AUFGABENLISTE
[A] Was wurde nach Plutarchs Darstellung im Forumstext zur Legende vom Marathonlauf durch jenen Vorlauten immerhin verhindert?
[B] Setze den Forumstext zur Legende vom Marathonlauf im Anschluss an den letzten Beitrag fort.

VORLIEGENDER TEXT
== == ==

Re: Die Legende vom Marathonlauf
Φιλομαθής schrieb am 27.04.2018 um 07:14 Uhr (Zitieren)
In der Darstellung des Plutarch wirkt dieser Tod wie die gerechte Strafe für die Vermessenheit, die Feldherren um die süßesten Früchte ihres Sieges betrogen zu haben. (Denn jener Eukles war ja eben kein von oberster Stelle entsandter Bote wie der Philippides des Lukian.) Die so hervorgerufene Störung des gehörigen Ablaufs wird durch das Opfer gemildert und erhält schließlich noch ihre Rechtfertigung in der Bemerkung, es sei durch jenen Vorlauten immerhin verhindert worden, dass irgendein Ziegenhirt zum Werkzeug der Fama wurde.

In Lukians Schilderung der Begebenheit ergibt der Tod des Schnellläufers, der die Ankunft zu einem Abschied macht, einen weiteren Anlass zu fragen, inwiefern sich sein "χαίρετε" von den vorher angeführten unterscheidet.

Noch eine Abschweifung: Der Name des Läufers bei Herodot, Pheidippides — "Pferdeschoner", ist ein Witz, oder?
Re: Die Legende vom Marathonlauf
filix schrieb am 27.04.2018 um 12:51 Uhr (Zitieren)
Noch eine Abschweifung: Der Name des Läufers bei Herodot, Pheidippides — "Pferdeschoner", ist ein Witz, oder?


Vermutlich, vielleicht eine Spitze gegen Sparta, für das man nicht einmal ein Pferd einsetzt.

== == ==

GESPEICHERTE DATEN
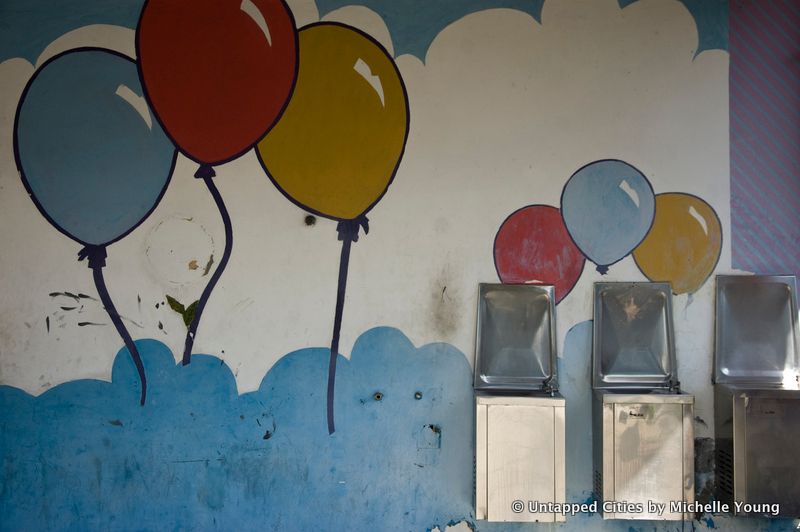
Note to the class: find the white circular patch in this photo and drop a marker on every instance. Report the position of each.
(180, 251)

== == ==

LÖSUNGEN
[A] Es wurde verhindert, dass irgendein Ziegenhirt zum Werkzeug der Fama wurde.

[B]
In den Wolken heißt der Sohn, dessen kostspielige Vorliebe für Pferderennen Unglück über die Familie gebracht hat - noch im Traum beschäftigt ihn diese Leidenschaft, übrigens auch so.

Bei Lukian, dem Spötter par excellence, dachte ich ebenfalls an einen unterschwelligen Witz. Die ganze Schrift dient ja der Entschuldigung des lapsus, nicht mit χαίρε sondern mit ὑγιαίνε gegrüßt zu haben. Nun führt er die Marathonepisode als Beispiel für den ersten Fall in der Geschichte an, wo χαίρετε so verwendet wird, wie man es offensichtlich auch von ihm erwartet hatte. Das bezahlt der, der so grüßt, aber gleich mit seinem Leben, dass χαίρειν, das hier, denke ich, den Akt des Freudengrußes meint, mit dem Aushauchen des Lebensatems in eins fällt, sagt er ausdrücklich:

πρῶτος δ᾽ αὐτὸ Φιλιππίδης ὁ ἡμεροδρομήσας λέγεται ἀπὸ Μαραθῶνος ἀγγέλλων τὴν νίκην εἰπεῖν πρὸς τοὺς ἄρχοντας καθημένους καὶ πεφροντικότας ὑπὲρ τοῦ τέλους τῆς μάχης, Χαίρετε, νικῶμεν, καὶ τοῦτο εἰπὼν συναποθανεῖν τῇ ἀγγελίᾳ καὶ τῷ χαίρειν συνεκπνεῦσαι


Es ist also, so der mögliche Subtext, von Anfang an ziemlich riskant, so zu grüßen. Wer will einem da die Wahl einer anderen Formel verübeln?
Re: Die Legende vom Marathonlauf
filix schrieb am 27.04.2018 um 13:18 Uhr (Zitieren)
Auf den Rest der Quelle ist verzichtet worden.